▸ Task details
Transcribe word for word the lines spanning the line with "Where can you see the dark foreground" through the end of the records.
───── Data excerpts
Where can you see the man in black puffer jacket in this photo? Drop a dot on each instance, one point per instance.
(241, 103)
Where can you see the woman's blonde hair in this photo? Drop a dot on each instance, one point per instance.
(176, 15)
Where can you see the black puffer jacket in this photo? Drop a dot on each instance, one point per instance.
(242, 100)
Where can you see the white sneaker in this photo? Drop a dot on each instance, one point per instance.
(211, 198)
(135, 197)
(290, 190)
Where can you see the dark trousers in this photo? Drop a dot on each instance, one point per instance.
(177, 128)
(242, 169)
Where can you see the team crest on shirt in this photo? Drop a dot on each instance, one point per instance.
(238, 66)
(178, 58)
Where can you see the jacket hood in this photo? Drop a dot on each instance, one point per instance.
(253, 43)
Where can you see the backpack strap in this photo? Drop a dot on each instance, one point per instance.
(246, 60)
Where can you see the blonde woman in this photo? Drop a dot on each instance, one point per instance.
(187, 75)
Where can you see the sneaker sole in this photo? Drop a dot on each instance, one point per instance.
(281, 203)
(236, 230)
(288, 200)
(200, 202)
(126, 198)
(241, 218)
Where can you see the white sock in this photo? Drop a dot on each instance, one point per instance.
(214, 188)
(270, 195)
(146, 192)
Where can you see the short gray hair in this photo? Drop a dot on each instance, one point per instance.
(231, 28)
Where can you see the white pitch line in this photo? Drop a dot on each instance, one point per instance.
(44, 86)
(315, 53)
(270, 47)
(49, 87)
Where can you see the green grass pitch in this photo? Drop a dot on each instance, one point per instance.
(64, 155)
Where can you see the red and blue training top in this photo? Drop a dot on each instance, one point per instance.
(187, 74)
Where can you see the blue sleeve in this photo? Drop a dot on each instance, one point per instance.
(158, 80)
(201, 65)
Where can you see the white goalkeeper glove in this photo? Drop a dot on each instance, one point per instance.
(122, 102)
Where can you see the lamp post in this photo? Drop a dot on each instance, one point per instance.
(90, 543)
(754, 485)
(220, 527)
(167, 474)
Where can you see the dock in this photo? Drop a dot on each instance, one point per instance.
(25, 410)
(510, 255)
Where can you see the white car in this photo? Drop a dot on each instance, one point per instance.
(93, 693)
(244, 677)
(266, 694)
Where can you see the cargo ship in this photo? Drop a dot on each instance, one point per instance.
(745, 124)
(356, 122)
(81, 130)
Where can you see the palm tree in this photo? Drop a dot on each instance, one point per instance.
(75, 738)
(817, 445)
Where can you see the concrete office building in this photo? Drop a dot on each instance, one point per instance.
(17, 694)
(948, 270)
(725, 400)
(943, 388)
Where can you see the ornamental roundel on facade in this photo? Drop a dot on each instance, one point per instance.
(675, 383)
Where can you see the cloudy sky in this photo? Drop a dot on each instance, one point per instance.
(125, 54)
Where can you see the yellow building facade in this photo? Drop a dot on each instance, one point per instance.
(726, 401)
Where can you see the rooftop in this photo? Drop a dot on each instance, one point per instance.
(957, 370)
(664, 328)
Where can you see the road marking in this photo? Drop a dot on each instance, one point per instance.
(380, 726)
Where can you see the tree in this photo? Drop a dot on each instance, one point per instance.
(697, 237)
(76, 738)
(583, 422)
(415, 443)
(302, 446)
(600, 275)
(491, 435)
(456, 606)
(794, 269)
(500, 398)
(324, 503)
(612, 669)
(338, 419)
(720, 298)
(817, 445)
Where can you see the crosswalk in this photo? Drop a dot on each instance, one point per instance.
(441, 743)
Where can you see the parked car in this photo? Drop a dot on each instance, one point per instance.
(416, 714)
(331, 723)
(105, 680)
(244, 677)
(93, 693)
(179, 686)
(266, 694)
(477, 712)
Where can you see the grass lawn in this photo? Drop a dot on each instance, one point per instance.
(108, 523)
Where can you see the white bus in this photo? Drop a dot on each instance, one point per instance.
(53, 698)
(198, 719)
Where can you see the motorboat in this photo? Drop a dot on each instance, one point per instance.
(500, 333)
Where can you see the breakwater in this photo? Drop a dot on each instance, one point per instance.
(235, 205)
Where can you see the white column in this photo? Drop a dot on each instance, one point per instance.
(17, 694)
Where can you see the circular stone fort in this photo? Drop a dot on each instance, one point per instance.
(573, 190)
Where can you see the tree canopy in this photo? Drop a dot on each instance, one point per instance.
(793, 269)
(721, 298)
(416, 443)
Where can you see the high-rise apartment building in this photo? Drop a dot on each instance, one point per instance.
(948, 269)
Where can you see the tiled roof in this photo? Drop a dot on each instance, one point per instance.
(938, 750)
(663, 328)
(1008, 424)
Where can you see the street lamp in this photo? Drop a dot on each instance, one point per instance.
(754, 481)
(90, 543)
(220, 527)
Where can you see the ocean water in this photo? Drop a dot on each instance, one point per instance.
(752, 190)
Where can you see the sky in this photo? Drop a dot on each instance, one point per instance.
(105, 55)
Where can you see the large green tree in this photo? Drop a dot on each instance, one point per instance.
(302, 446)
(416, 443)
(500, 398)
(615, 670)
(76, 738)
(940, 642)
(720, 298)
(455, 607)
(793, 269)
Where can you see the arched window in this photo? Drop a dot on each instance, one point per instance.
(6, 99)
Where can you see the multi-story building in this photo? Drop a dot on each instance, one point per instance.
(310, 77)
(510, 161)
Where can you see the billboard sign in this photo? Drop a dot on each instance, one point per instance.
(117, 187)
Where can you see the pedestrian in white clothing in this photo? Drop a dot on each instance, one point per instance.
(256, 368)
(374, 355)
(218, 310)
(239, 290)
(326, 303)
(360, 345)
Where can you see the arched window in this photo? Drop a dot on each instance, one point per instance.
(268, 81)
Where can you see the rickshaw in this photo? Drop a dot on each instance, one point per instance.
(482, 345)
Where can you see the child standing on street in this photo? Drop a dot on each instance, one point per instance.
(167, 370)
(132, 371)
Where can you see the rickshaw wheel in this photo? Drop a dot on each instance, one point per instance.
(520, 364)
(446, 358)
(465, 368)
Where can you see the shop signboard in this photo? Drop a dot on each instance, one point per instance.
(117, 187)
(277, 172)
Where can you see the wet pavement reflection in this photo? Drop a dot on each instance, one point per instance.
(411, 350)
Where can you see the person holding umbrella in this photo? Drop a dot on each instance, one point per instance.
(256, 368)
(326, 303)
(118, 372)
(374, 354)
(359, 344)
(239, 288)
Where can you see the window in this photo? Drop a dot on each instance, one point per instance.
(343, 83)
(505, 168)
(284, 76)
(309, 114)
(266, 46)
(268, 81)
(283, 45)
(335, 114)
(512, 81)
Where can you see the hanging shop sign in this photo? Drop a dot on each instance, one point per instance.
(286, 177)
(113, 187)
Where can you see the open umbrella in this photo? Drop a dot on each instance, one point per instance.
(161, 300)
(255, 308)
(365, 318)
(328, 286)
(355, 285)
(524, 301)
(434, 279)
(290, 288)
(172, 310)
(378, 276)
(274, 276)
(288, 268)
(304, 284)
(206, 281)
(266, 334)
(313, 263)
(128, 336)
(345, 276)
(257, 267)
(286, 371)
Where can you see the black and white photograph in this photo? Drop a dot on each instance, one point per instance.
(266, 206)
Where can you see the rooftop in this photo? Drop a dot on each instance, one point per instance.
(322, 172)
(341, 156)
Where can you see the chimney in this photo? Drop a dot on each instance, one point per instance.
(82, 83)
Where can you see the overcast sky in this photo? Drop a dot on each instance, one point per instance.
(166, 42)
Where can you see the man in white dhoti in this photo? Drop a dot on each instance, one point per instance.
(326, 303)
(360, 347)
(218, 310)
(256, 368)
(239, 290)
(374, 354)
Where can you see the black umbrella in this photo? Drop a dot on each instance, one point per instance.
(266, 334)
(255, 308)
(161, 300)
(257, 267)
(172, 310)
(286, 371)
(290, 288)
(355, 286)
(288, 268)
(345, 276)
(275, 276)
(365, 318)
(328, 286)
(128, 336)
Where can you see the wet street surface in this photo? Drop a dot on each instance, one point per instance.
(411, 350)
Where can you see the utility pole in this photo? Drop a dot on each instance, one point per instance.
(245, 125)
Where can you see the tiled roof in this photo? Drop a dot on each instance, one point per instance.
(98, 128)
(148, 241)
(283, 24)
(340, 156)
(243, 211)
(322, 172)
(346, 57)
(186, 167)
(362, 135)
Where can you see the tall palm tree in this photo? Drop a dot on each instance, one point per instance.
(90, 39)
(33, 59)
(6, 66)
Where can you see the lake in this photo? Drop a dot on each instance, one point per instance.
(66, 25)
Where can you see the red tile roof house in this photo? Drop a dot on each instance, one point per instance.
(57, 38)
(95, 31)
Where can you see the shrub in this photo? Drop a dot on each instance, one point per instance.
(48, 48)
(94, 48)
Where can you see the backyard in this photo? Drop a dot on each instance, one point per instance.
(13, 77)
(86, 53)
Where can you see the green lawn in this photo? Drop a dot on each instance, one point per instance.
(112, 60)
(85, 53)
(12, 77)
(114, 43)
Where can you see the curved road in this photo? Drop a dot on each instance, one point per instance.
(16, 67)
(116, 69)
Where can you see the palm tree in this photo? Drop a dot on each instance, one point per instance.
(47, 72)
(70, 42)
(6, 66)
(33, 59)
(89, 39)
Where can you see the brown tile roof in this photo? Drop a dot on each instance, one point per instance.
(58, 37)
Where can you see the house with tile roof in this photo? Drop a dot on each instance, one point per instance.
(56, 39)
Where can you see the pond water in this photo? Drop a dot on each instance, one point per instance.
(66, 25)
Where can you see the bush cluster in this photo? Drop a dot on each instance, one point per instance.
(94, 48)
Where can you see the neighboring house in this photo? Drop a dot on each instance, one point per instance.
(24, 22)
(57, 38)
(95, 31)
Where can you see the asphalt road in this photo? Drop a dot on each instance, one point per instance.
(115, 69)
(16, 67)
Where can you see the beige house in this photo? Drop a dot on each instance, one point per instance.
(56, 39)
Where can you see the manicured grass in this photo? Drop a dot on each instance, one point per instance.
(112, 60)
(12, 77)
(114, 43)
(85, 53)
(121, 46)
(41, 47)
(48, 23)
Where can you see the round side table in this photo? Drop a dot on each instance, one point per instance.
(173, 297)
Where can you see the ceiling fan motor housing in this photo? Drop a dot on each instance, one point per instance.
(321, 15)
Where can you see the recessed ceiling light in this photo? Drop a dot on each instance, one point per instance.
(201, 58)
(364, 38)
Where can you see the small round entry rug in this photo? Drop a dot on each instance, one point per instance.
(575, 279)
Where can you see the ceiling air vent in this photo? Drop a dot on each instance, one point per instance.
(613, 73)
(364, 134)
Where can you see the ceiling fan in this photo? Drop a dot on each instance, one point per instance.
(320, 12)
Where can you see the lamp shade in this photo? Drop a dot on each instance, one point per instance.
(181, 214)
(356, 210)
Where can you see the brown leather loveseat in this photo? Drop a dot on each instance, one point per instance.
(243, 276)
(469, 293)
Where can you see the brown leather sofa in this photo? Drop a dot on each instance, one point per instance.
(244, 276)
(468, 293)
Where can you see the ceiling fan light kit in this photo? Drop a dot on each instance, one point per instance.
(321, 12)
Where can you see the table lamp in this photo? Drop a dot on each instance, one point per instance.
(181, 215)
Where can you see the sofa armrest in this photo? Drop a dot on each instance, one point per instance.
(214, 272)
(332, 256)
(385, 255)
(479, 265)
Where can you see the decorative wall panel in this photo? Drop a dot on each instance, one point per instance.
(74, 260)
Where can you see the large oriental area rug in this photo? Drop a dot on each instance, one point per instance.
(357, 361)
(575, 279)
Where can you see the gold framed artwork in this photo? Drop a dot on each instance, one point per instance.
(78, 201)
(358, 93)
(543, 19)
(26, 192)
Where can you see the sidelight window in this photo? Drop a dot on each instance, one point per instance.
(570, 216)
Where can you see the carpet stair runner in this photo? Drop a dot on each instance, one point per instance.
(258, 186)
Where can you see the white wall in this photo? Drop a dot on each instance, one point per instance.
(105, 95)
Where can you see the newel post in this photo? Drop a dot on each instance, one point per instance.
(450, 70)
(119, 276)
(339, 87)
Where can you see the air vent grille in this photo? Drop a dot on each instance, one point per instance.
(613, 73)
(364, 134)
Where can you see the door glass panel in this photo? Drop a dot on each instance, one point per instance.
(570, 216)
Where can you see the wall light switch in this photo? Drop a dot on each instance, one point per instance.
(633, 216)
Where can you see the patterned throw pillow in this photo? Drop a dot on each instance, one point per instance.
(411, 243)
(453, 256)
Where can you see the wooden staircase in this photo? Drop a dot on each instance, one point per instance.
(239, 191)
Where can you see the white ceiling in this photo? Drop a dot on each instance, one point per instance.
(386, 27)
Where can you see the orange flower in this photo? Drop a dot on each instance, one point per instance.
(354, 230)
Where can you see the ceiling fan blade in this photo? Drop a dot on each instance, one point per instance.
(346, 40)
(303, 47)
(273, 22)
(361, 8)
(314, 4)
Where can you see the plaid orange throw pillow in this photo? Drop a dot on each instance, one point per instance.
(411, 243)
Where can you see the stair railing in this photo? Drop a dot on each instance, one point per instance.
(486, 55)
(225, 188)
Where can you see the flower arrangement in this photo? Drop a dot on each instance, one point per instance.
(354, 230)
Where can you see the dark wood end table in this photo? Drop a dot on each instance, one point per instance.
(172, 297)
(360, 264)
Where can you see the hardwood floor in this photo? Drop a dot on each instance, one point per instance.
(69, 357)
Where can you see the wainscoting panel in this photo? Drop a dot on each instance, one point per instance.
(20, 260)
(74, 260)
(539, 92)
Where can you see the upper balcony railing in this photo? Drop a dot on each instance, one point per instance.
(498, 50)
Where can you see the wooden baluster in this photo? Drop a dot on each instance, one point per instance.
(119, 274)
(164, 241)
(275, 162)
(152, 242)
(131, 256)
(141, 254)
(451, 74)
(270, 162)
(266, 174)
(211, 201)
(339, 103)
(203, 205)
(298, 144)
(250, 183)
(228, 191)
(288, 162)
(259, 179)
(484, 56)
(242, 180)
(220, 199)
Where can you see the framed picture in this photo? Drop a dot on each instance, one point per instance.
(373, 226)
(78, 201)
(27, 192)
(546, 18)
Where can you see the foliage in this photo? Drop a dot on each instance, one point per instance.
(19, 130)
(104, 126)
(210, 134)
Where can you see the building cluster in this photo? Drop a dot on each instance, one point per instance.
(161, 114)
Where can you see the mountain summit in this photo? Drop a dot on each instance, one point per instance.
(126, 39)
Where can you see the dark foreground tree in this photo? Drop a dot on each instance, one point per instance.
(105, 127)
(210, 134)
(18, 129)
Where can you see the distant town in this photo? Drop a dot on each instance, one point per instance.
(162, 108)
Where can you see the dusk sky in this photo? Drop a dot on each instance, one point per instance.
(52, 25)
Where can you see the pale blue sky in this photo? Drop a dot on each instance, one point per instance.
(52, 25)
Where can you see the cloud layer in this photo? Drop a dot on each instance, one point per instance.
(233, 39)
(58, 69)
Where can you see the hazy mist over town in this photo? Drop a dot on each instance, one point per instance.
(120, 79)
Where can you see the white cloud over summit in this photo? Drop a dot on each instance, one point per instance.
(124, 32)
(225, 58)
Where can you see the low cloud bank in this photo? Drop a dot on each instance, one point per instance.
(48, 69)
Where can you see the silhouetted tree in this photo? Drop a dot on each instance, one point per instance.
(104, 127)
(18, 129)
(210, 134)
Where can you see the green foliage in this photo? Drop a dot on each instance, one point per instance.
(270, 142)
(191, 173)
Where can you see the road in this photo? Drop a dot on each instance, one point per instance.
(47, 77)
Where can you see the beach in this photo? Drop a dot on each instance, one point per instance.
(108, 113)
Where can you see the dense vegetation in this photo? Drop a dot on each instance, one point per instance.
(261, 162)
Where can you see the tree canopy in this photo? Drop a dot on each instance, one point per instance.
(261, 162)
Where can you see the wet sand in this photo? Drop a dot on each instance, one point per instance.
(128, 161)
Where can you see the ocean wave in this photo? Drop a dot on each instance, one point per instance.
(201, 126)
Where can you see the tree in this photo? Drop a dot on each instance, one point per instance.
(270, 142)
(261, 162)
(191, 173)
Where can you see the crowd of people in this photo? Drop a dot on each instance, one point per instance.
──────────
▸ Task solution
Where can you see the dark foreground tree in this photo? Drop a dot on each instance, one point per instance.
(105, 127)
(210, 134)
(18, 129)
Where can you see the distant town in this photo? Drop a dot on each instance, one point per instance.
(162, 108)
Where can you see the dusk sky in this photo? Drop a dot on each instance, one point per instance.
(52, 25)
Where can you see the pale blue sky in this photo? Drop a dot on each instance, one point per instance.
(52, 25)
Where can you see the cloud layer in this photo? Drop a dot on each instance, one point per instance.
(233, 39)
(58, 69)
Where can you see the hazy mist over town in this photo? Drop a dot on each instance, one point per instance.
(120, 79)
Where can you see the white cloud over summit in this photo? Drop a dot on each instance, one point per instance.
(124, 32)
(225, 58)
Where can you see the low cloud bank in this photo? Drop a dot on each instance, one point per instance.
(48, 69)
Where can you see the silhouetted tree in this photo? Drop a dot on each instance, one point per instance.
(104, 127)
(18, 129)
(210, 134)
Where can you see the green foliage in this photo? Drop a dot on each instance, one point per instance.
(270, 142)
(191, 173)
Where can you see the road in this photo? Drop a dot on each instance, one point per instance.
(47, 77)
Where can you see the beach in this photo? Drop a dot on each instance, one point per instance.
(108, 113)
Where can you see the dense vegetation in this photo? Drop a dot on each instance, one point per instance.
(261, 162)
Where can you see the tree canopy in this photo? Drop a dot on each instance, one point per instance.
(261, 162)
Where can you see the wet sand in this photo? Drop a dot on each instance, one point per instance.
(128, 161)
Where can you see the ocean wave in this photo? Drop a dot on each instance, one point per instance.
(201, 126)
Where can you see the tree in this photo? Drop a dot on each instance, one point per instance.
(270, 142)
(261, 162)
(191, 173)
Where can you see the crowd of people in this photo? Drop a dot on each instance, one point per instance.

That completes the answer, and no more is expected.